Work instructions: Repeat only the stretch of lines below that runs from the line with "Annotation task — tag each instance of the sculpture's left" through the line with "Annotation task — tag each instance of the draped", unaltered.

Information given:

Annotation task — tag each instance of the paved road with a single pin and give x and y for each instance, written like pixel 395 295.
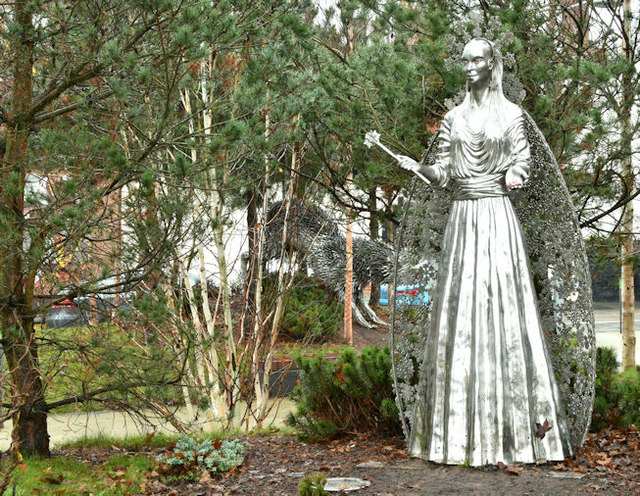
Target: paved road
pixel 607 317
pixel 70 426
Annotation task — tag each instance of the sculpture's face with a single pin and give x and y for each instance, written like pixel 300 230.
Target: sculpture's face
pixel 477 63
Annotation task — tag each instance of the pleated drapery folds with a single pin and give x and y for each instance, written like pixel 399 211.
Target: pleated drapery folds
pixel 487 392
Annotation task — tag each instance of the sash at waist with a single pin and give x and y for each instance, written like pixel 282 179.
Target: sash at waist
pixel 473 188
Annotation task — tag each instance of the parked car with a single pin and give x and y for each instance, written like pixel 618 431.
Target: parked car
pixel 413 293
pixel 79 311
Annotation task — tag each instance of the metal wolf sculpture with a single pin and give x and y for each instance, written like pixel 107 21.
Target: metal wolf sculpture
pixel 314 237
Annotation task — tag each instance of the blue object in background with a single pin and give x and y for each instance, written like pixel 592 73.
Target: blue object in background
pixel 415 294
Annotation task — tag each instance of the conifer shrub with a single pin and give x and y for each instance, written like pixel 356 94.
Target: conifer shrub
pixel 353 394
pixel 187 458
pixel 309 311
pixel 617 394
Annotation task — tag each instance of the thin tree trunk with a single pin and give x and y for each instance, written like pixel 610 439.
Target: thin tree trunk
pixel 627 289
pixel 30 435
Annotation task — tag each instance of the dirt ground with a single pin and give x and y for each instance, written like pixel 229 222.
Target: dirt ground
pixel 274 465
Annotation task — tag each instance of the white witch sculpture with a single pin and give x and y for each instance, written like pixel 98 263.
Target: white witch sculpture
pixel 487 392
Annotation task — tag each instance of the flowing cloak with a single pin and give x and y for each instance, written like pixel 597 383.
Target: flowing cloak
pixel 511 318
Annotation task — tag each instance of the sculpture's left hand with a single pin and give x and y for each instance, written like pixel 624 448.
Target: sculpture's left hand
pixel 516 177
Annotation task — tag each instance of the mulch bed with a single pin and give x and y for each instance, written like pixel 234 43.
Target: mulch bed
pixel 274 465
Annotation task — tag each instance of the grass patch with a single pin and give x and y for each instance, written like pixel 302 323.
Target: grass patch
pixel 118 475
pixel 133 443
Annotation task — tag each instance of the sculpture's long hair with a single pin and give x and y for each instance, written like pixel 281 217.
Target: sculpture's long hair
pixel 496 99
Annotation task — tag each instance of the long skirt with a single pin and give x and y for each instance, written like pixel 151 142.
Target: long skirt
pixel 487 391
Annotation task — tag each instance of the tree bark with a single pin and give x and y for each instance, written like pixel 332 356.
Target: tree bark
pixel 29 434
pixel 627 289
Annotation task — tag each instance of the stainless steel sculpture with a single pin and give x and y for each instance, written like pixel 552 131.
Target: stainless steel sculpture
pixel 314 236
pixel 487 392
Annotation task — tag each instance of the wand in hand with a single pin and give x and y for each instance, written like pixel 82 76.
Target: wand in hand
pixel 373 138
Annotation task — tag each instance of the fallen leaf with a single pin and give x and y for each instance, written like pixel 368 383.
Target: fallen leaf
pixel 205 476
pixel 515 469
pixel 542 429
pixel 53 480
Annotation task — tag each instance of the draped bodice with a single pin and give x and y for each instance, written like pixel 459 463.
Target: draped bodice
pixel 476 161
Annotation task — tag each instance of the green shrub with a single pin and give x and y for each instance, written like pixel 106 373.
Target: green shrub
pixel 188 458
pixel 352 394
pixel 309 310
pixel 313 484
pixel 626 387
pixel 617 394
pixel 607 366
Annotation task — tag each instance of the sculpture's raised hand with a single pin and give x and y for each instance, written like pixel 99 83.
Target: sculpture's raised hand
pixel 408 163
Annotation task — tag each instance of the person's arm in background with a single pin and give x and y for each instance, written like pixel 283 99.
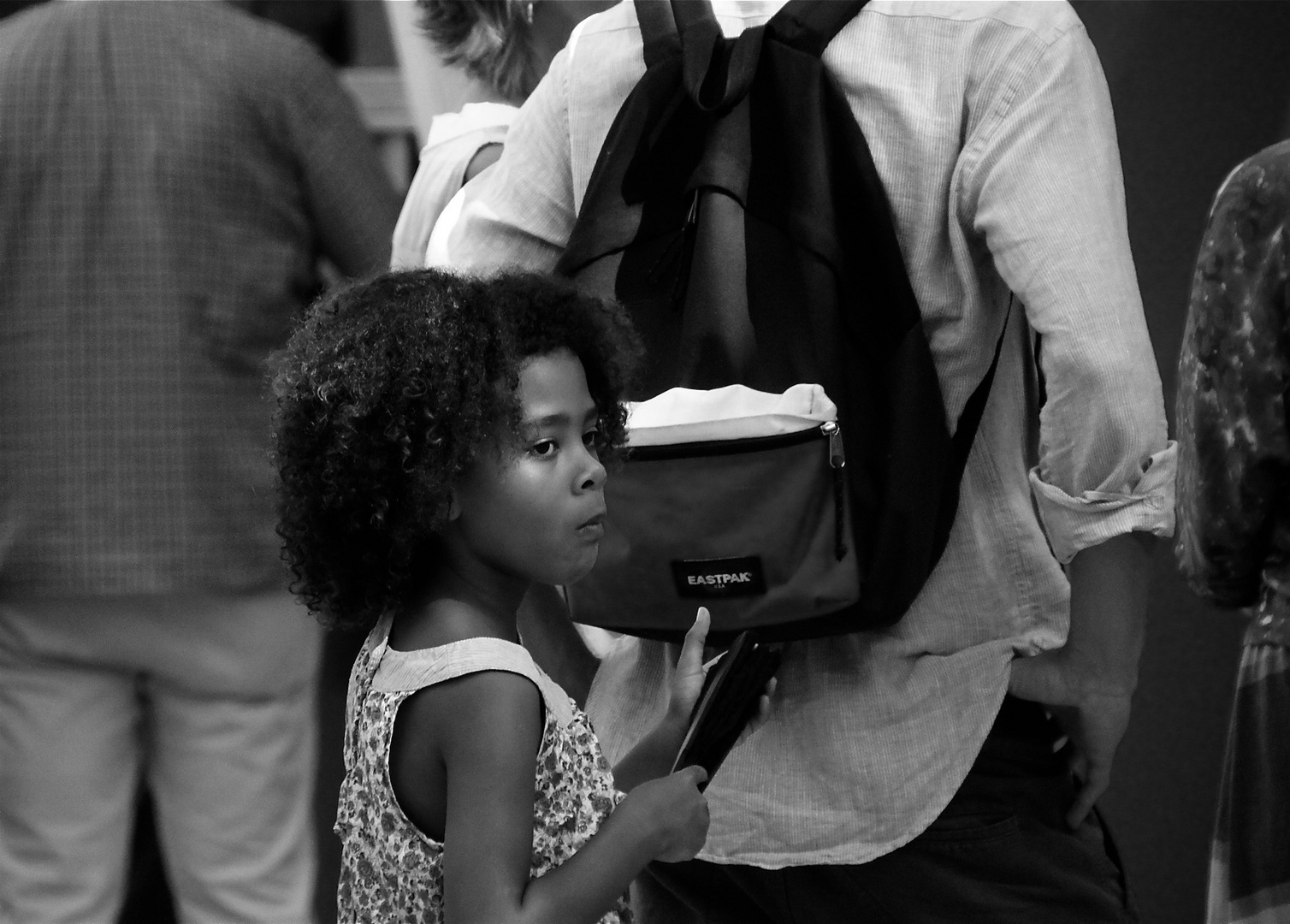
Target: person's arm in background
pixel 1232 378
pixel 351 199
pixel 1043 187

Output below:
Annotation task — tag each instance of the sculpture's left hand with a single pin and give x and y for each instance, written like pixel 624 448.
Target: sculpture's left hand
pixel 516 177
Annotation task — tag each instance of the mulch bed with a single pin and give x and y for each instance, written like pixel 234 43.
Target: mulch bed
pixel 274 465
Annotation task — tag each instance of the grass patch with a single pin and give x and y for each instance, written like pixel 302 323.
Target: grass patch
pixel 118 475
pixel 133 443
Annotation task — tag each instance of the sculpture's long hair with a single pin and give x and y for each instance, written like pixel 281 217.
Target: sculpture's long hair
pixel 496 99
Annotation task — tag each instance of the long skirt with a single pin and give x and y for each instance, written like pixel 151 142.
Target: long skirt
pixel 487 391
Annotation task — tag each instance of the tree bark with a single pin and give x and y for each instance, written like pixel 332 356.
Target: tree bark
pixel 29 434
pixel 627 289
Annotation task — tag each instance of the stainless steel sculpture with a single pin and give x and y for each instance, written like pixel 552 131.
Target: stainless steel sculpture
pixel 314 236
pixel 487 392
Annotation task — tag each instance of the wand in hand with a single pin and give x and y for each instance, written like pixel 82 76.
Target: wand in hand
pixel 373 138
Annotation task — tag each instance of the fallen leaf with a single pin and give x and y for each instance, written like pixel 368 383.
Target: fallen leaf
pixel 205 476
pixel 515 469
pixel 542 429
pixel 53 480
Annotation task — tag each instance of the draped bodice with a single pin and give x and y for each instance, written like pixel 459 463.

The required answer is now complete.